Documento -

N) O acórdão recorrido analisou menos bem os factos e aplicou e interpretou também deficientemente o artigo 69º do CIRC, tendo apenas considerado anular o acto com base num juízo que até nem se verifica, que a AT não infirmou a motivação produzida pela A. De facto, pergunta-se, tinha a AT que contestar, ponto por ponto, o estudo apresentado pela A.? Tinha que pedir documentos ou esclarecimentos? É evidente que não.

O) Se a AT entende que a motivação apresentada pela então A. é insuficiente, por ser inerente a todas as operações de fusão, para demonstrar a existência de razões económicas válidas, bastava-lhe, como o fez, salientar o que também é evidente, que o facto de as incorporadas só legarem um património negativo para a incorporante não vai ter efeitos positivos futuros na estrutura produtiva da mesma.

P) Contrariamente ao que se afirma no Acórdão recorrido, esta consideração não representa uma “regra geral de exclusão automática da possibilidade de transmissibilidade de prejuízos fiscais quer tenha ou não havido propósito de evasão ou fraude fiscais”. Na verdade do que se trata é de determinar, tendo em conta a existência de um evidente benefício fiscal com a transmissão dos prejuízos fiscais, se se justifica a perda de receita fiscal inerente à concessão de tal benefício.

Material fornecido -
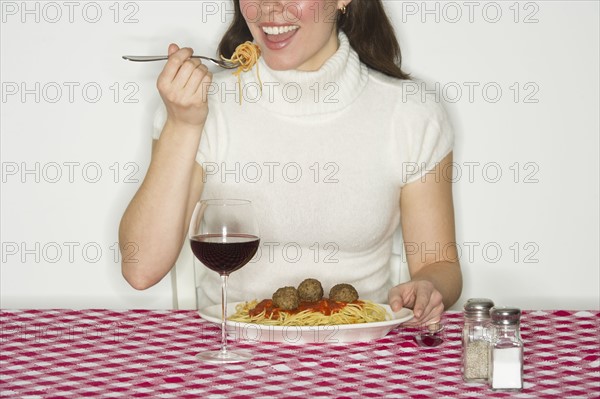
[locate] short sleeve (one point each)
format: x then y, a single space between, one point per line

Enunciado da tarefa - De acordo com o documento, qual é o artigo do CIRC que o acórdão recorrido terá aplicado e interpretado deficientemente? Os dados constituem material à parte, independente do documento.

Resolução do exercício - O artigo 69º do CIRC.